[Records of labeled boxes]
———
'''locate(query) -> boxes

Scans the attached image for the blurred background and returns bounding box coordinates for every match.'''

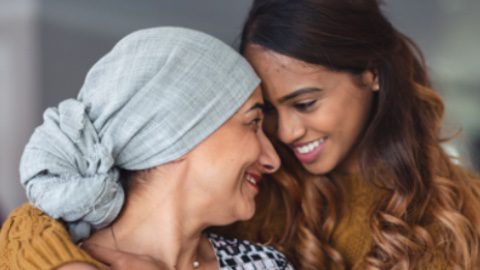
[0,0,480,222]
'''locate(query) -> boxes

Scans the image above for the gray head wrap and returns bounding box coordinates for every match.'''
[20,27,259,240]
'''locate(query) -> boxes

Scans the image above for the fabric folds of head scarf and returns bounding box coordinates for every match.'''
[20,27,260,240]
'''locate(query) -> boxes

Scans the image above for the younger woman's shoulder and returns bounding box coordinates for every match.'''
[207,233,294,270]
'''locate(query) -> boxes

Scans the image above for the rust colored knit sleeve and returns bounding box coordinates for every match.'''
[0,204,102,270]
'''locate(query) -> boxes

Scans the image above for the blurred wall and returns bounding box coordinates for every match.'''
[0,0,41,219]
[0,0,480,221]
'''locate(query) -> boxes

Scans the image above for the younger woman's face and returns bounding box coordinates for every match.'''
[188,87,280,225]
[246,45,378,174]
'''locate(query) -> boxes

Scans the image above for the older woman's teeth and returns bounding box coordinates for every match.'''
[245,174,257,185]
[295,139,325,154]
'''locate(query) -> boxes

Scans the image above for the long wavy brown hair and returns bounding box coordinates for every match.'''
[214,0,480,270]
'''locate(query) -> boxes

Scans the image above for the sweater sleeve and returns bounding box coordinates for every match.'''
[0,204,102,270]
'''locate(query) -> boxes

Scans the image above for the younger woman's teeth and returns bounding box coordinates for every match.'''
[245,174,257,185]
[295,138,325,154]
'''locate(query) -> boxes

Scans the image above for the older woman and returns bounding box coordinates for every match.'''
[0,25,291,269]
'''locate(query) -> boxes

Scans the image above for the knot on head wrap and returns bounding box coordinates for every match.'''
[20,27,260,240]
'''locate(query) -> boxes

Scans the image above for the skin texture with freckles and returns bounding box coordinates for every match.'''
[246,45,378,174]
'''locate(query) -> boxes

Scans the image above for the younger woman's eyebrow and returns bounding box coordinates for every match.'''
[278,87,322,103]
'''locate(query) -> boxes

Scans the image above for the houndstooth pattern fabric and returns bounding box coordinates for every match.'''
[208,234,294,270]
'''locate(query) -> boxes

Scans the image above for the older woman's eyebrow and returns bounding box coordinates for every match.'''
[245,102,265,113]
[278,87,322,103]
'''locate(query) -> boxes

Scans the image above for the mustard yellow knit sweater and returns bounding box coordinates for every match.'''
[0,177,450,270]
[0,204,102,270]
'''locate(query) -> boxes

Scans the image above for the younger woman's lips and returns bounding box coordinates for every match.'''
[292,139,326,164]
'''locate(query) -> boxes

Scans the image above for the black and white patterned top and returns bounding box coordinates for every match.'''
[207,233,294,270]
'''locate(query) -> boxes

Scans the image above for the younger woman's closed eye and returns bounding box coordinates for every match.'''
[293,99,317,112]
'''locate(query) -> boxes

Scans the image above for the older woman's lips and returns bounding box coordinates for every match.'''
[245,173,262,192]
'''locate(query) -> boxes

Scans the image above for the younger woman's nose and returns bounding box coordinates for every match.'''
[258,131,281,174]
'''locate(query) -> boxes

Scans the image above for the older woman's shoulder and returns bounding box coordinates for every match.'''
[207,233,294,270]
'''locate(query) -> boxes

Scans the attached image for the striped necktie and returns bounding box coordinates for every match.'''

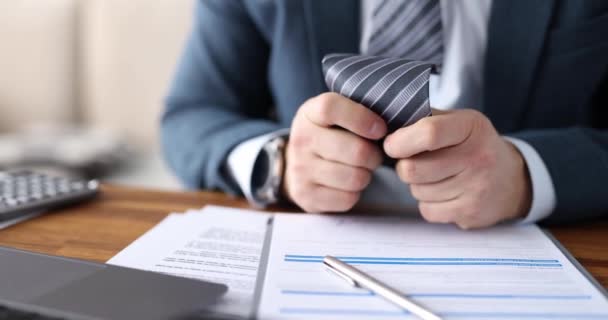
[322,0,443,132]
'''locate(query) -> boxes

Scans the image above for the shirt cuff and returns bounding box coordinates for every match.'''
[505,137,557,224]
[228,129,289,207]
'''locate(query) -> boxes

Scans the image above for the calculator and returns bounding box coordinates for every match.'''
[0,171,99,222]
———
▸ Short task
Can you update the listing so that every "Scans" becomes "Searches" and nothing else changes? Leave the pictures out of your answer.

▸ Correct result
'''locate(query) -> boxes

Searches the attached image for the blurred background and returns bounding box coordinates for every match.'''

[0,0,480,222]
'''locate(query) -> boxes

Searches the image above for the gray head wrap and returns bounding box coordinates for every match.'''
[20,27,259,240]
'''locate(query) -> boxes

Searches the image above for the fabric folds of head scarf and returns bounding box coordinates for every match.'''
[20,27,260,240]
'''locate(query) -> boxes

Searches the image above for the younger woman's shoulder and returns bounding box coordinates for every match.'''
[207,233,294,270]
'''locate(query) -> boxes

Searches the image above for the rust colored knit sleeve and returns bounding box coordinates for every match.'''
[0,204,102,270]
'''locate(query) -> boxes

Searches the image above for the blurred wall and returns bounding box coordinates for every match.'''
[0,0,41,219]
[0,0,480,221]
'''locate(query) -> boxes

Searches the image above for the younger woman's face and returns bounding box coordinates for every match.'''
[188,87,280,225]
[246,45,378,174]
'''locate(query) -> boxes

Searches the image above for the older woman's teeth and returns bounding box coordinates for every match.'''
[245,174,257,185]
[295,139,325,154]
'''locate(query) -> boxes

Searches the image above for the long wavy brown hair and returns bounding box coordinates for every match.'''
[214,0,480,270]
'''locate(query) -> boxes

Searches the image above for the sweater sleeve and returns bounding box coordinates for every match.'''
[0,204,102,270]
'''locate(query) -> boxes

Searches the image above for the younger woman's teeth and returns bounding box coordinates for every match.'''
[245,174,257,185]
[295,138,325,154]
'''locate(query) -> boxes

Searches the image above for the older woman and returns bounding box coordinates for every match.'''
[0,25,291,269]
'''locate(query) -> boxes

Searches the image above for the knot on head wrap and returns bounding box coordinates for every match.'''
[20,27,260,240]
'''locate(query) -> boxes

Searches the image above for the skin texture with freckles and returns bounding box coordinates for every match.'''
[246,45,378,174]
'''locate(query) -> boxes

Searches the image above for the younger woman's eyebrow and returns bounding box coordinates for every match.'''
[278,87,322,103]
'''locate(query) -> boxes

Searches the image above for the houndstooth pattern fabric and returns bounding box coordinates for every match.'''
[208,234,294,270]
'''locate(query) -> boxes

Searches the image above for the older woman's eyebrow and returns bounding box coordinates for every match.'''
[245,102,265,113]
[278,87,322,103]
'''locate(query) -> boxes

Searches the image above for the mustard yellow knit sweater and returns bounding box coordinates for every match.'''
[0,177,450,270]
[0,204,102,270]
'''locate(query) -> boxes

Searches the image above for the younger woman's lips and returns bounding box coordinates for every match.'''
[292,139,326,164]
'''locate(query) -> boxes

Searches the image above for the black and white patterned top and returns bounding box coordinates for every match.'''
[207,233,294,270]
'''locate(query) -> boxes

Searches the image above for the younger woman's closed eye and returns bounding box coordinates for every match.'''
[293,99,317,112]
'''locate(query) -> boxes

Searches the image above for the older woman's lips and returns bounding box coordinates for every match.'''
[245,173,262,192]
'''locate(query) -> boxes

Searches the image above for the younger woman's nose and returns bounding box coordinates for every match.'''
[258,131,281,174]
'''locate(query) -> boxes

Searches the image above for the older woman's shoulder and returns bounding box coordinates for every match.'''
[207,233,294,270]
'''locate(query) -> boxes

Searches the attached image for the striped necktie and returns bounding box coordinates for every match.'''

[322,0,443,132]
'''locate(query) -> boxes

Searches the image above for the shirt cuff and returns bounding box coordinates for every match.'''
[505,137,557,224]
[228,129,289,207]
'''locate(query) -> boxes

Searches the image above for the calculator and returns bounding box coordinates for every match.'''
[0,171,99,222]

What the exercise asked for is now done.